Excerpted records Start Marker
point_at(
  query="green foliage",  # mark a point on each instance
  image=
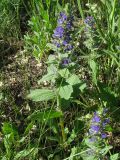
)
(41, 26)
(41, 95)
(54, 120)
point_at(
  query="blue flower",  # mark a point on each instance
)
(62, 33)
(89, 21)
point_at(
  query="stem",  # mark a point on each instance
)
(80, 9)
(61, 121)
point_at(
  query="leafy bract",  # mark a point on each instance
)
(44, 116)
(65, 91)
(41, 95)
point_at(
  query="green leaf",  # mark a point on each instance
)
(65, 91)
(41, 95)
(82, 87)
(106, 149)
(93, 66)
(1, 96)
(64, 73)
(44, 116)
(23, 154)
(73, 80)
(114, 156)
(47, 77)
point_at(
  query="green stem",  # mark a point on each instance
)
(61, 121)
(80, 9)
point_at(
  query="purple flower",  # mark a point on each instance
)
(69, 47)
(58, 33)
(105, 122)
(65, 43)
(103, 135)
(62, 33)
(62, 18)
(89, 21)
(93, 139)
(95, 128)
(96, 118)
(65, 61)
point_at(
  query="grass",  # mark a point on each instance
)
Excerpted records End Marker
Requirement: Track down every line of the material containing the string "each", and copy it.

Result of this exercise:
  query="green foliage",  # mark a point on each instance
  query="blue flower",  # mark a point on each instance
  query="stem",  # mark a point on each instance
  query="leafy bract",  # mark a point on each instance
  query="green leaf",  # mark a point on each instance
  query="green stem",  # mark a point on each instance
  query="purple flower",  # mark a point on each instance
  query="grass",  # mark a point on each instance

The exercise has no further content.